FRAGMENTO SELECCIONADO »
No ahondo más para no ser cómplice de agitar la polarización extrema e irracional que vivimos actualmente, ad portas de negociar al fin un acuerdo de paz para iniciar el arduo sendero del posconflicto, o seguir en esta salvaje sed de sangre con más muertos campesinos, en un país donde las fosas comunes no dan abasto, donde cada día aparecen más “desaparecidos” en potreros, donde los ríos ya están cansados de arrastrar cadáveres hinchados.

Como afirma el jurista español Enrique Santiago, quien ayudó a Baltasar Garzón en la captura de Augusto Pinochet , “los máximos responsables no son los que han empuñado las armas”.

¿Dónde están los nombres de los ganaderos, empresarios y políticos que financiaron el paramilitarismo y son responsables de atroces crímenes de lesa humanidad?

Datos de origen:
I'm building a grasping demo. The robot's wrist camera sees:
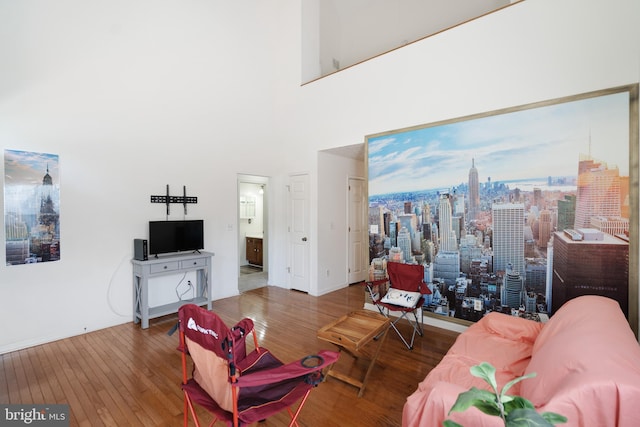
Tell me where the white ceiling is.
[302,0,519,81]
[303,0,523,160]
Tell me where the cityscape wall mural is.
[4,150,60,265]
[366,84,638,333]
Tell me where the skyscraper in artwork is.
[573,156,620,229]
[438,192,458,251]
[491,203,525,274]
[469,159,480,220]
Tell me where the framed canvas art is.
[366,84,638,334]
[4,150,60,265]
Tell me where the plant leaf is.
[542,412,567,425]
[503,396,535,414]
[470,362,498,394]
[505,408,553,427]
[449,387,500,414]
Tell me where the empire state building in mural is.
[4,150,60,265]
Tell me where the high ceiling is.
[303,0,517,81]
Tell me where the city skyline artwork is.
[367,85,638,328]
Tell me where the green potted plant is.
[443,362,567,427]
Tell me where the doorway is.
[237,174,269,293]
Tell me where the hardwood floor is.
[0,285,458,427]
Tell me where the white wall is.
[0,0,640,353]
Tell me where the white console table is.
[131,252,213,329]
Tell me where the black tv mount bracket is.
[151,184,198,215]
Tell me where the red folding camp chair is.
[365,262,431,350]
[178,304,338,427]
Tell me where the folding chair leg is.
[288,389,311,427]
[383,310,424,350]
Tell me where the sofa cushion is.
[418,312,542,393]
[520,295,640,407]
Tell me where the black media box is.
[133,239,147,261]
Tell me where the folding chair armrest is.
[233,350,340,387]
[361,279,389,287]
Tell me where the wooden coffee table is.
[318,310,390,397]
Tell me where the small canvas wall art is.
[4,150,60,265]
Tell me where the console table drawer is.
[180,258,207,268]
[149,261,180,274]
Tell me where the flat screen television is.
[149,219,204,256]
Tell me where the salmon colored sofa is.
[402,295,640,427]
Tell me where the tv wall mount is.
[151,184,198,215]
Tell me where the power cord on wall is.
[176,273,195,301]
[107,253,131,317]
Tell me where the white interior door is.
[289,174,310,292]
[348,178,368,283]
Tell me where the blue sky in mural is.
[368,92,629,195]
[4,150,60,185]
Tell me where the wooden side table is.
[318,310,390,397]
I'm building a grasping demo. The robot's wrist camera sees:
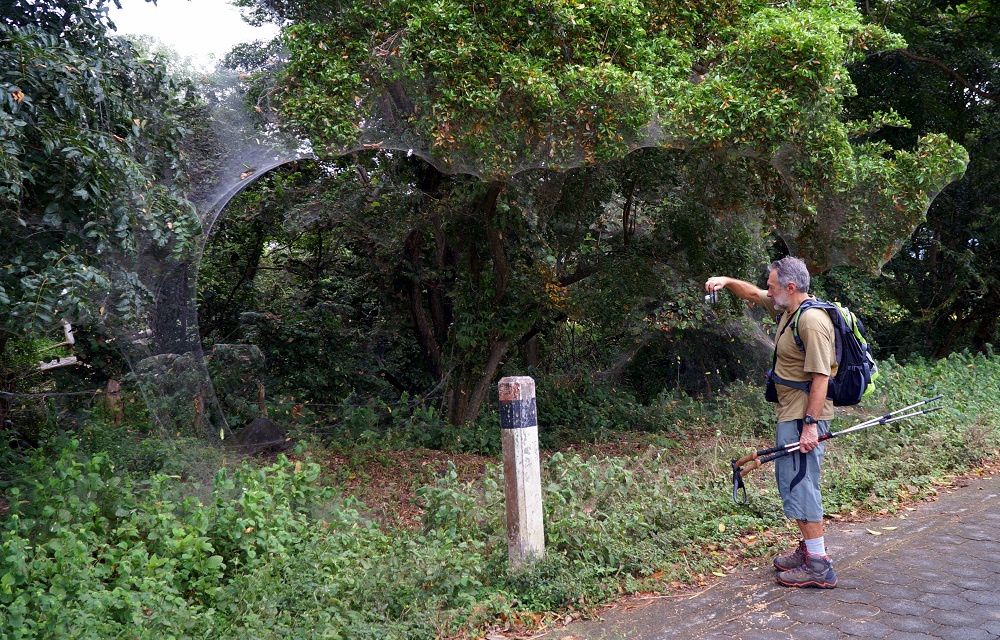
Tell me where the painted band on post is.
[499,376,538,429]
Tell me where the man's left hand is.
[799,424,819,453]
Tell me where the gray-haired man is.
[705,256,837,589]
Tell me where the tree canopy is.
[847,0,1000,357]
[241,0,967,270]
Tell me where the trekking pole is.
[732,395,944,504]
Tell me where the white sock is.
[806,536,826,556]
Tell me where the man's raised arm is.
[705,276,767,304]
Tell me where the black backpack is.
[764,298,878,407]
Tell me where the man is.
[705,256,837,589]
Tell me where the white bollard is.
[499,376,545,567]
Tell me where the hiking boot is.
[774,540,806,571]
[778,553,837,589]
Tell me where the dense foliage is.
[0,0,201,400]
[0,354,1000,640]
[847,1,1000,357]
[240,0,967,269]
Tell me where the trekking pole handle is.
[733,403,944,477]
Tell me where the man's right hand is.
[705,276,729,293]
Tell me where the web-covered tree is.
[0,0,201,351]
[230,0,967,421]
[847,1,1000,357]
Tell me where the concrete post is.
[499,376,545,567]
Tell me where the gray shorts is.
[774,420,830,522]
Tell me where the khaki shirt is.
[759,295,837,422]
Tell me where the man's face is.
[767,269,793,311]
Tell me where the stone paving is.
[540,468,1000,640]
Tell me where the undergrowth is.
[0,354,1000,639]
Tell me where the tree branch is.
[897,49,1000,102]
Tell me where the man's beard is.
[772,292,791,312]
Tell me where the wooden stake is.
[499,376,545,567]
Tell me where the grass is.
[0,354,1000,639]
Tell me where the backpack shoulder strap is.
[792,298,840,352]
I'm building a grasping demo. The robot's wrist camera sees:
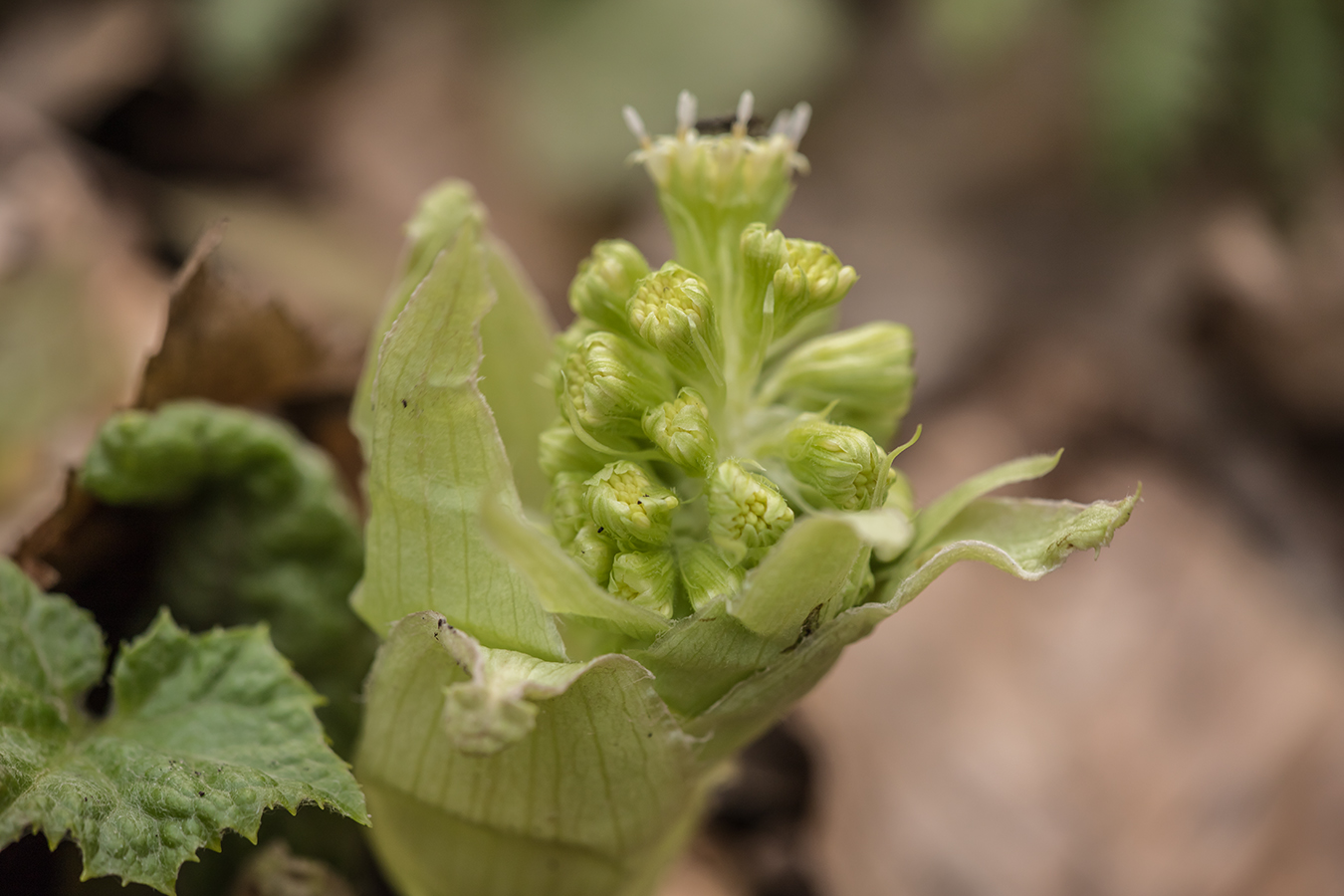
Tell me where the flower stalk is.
[352,93,1137,896]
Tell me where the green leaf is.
[350,180,556,508]
[480,239,556,511]
[879,488,1143,606]
[481,503,669,641]
[349,180,485,461]
[727,516,868,650]
[356,612,704,896]
[910,449,1064,554]
[354,210,564,661]
[626,599,784,718]
[81,401,375,751]
[688,491,1138,762]
[0,561,367,893]
[0,559,107,714]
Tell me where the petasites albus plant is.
[353,94,1137,896]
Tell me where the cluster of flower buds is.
[541,94,914,618]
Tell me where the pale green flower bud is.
[537,423,611,480]
[644,388,718,477]
[607,549,677,619]
[568,523,615,588]
[679,542,748,610]
[710,461,793,564]
[764,323,915,442]
[740,223,788,338]
[784,418,890,511]
[569,239,649,334]
[560,331,676,435]
[583,461,680,547]
[626,262,722,380]
[547,473,591,546]
[772,239,859,336]
[625,93,811,286]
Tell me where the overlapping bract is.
[354,97,1134,896]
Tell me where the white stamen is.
[621,107,650,147]
[784,103,811,146]
[676,90,696,137]
[733,90,756,137]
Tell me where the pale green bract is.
[353,94,1137,896]
[0,560,365,893]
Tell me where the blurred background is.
[0,0,1344,896]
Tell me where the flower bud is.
[537,423,610,480]
[679,542,746,610]
[784,418,888,511]
[738,223,788,338]
[568,523,615,588]
[583,461,680,550]
[710,461,793,565]
[626,99,810,277]
[606,549,677,619]
[626,262,721,379]
[773,239,859,336]
[644,388,718,477]
[569,239,649,334]
[560,331,675,435]
[546,473,591,546]
[764,323,915,442]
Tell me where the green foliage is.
[0,560,365,893]
[80,401,375,753]
[353,96,1137,896]
[923,0,1344,189]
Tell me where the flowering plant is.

ENUNCIADO 1 »
Copia íntegro el fragmento seleccionado, sin alterar ni una palabra.
ENUNCIADO 2 »
Exporta como CSV de dos columnas, "texto" y "respuesta", solo los registros que van desde la línea que contiene "Tell me where the stone paving is." hasta la que contiene "[792,298,840,352]", ambas incluidas. Pon una fila por registro, con su texto y su respuesta en sendos campos entre comillas y los saltos de línea convertidos en espacios.

RESULTADO 1 »
No ahondo más para no ser cómplice de agitar la polarización extrema e irracional que vivimos actualmente, ad portas de negociar al fin un acuerdo de paz para iniciar el arduo sendero del posconflicto, o seguir en esta salvaje sed de sangre con más muertos campesinos, en un país donde las fosas comunes no dan abasto, donde cada día aparecen más “desaparecidos” en potreros, donde los ríos ya están cansados de arrastrar cadáveres hinchados.

Como afirma el jurista español Enrique Santiago, quien ayudó a Baltasar Garzón en la captura de Augusto Pinochet , “los máximos responsables no son los que han empuñado las armas”.

¿Dónde están los nombres de los ganaderos, empresarios y políticos que financiaron el paramilitarismo y son responsables de atroces crímenes de lesa humanidad?

RESULTADO 2 »
texto,respuesta
"Tell me where the stone paving is.","[540,468,1000,640]"
"Tell me where the undergrowth is.","[0,354,1000,639]"
"Tell me where the tree branch is.","[897,49,1000,102]"
"Tell me where the man's beard is.","[772,292,791,312]"
"Tell me where the wooden stake is.","[499,376,545,567]"
"Tell me where the grass is.","[0,354,1000,639]"
"Tell me where the backpack shoulder strap is.","[792,298,840,352]"